## Work required
Below are several entries. Transcribe exactly those lines that fall from the one with "Target = green grass" through the one with "Target = woman's legs", end lines included.

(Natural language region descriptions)

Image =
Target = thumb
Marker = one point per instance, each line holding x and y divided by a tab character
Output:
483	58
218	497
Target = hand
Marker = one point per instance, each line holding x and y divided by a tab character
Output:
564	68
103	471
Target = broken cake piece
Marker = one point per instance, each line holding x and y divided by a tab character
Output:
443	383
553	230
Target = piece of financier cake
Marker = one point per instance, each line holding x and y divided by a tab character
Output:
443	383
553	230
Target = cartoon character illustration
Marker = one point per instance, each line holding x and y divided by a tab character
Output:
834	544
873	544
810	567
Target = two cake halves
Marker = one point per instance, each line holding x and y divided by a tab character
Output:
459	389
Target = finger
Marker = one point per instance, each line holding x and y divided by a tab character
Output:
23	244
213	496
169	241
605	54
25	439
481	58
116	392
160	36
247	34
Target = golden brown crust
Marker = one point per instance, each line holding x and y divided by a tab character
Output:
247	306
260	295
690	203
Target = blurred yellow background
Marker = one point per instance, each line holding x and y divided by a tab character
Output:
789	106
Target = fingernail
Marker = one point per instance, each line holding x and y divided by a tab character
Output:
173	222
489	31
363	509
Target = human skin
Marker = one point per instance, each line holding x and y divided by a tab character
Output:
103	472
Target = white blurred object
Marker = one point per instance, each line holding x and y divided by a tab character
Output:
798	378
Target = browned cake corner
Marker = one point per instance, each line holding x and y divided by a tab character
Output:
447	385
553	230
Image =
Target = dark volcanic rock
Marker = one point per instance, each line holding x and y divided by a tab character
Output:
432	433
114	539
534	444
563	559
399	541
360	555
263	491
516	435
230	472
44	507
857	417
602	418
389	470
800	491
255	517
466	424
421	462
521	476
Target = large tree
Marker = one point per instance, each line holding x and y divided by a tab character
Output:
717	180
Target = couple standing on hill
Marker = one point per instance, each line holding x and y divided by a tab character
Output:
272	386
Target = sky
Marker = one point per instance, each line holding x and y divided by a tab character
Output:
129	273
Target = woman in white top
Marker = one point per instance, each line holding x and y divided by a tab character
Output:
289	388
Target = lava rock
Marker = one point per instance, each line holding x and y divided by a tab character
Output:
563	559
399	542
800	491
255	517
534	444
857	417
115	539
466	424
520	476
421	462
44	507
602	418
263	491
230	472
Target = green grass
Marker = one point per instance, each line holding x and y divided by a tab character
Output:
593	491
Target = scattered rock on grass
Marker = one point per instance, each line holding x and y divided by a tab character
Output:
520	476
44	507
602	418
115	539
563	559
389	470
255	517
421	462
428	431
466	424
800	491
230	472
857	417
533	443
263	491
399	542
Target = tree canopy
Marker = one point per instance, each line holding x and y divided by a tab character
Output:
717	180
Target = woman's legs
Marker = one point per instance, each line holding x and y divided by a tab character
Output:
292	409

## Result of the task
Target = green grass
Marker = one point per instance, each line holding x and y divided by a tab character
Output:
593	491
Target = scattered rock on grass
Marker = one point per instance, each line holding x and y divided by a tab character
Output:
520	476
44	507
602	418
115	539
563	559
389	470
255	517
421	462
428	431
466	424
800	491
230	472
857	417
533	443
263	491
399	542
Target = tree canopy
Marker = one point per instance, each line holding x and y divided by a tab character
Output:
717	180
Target = woman's legs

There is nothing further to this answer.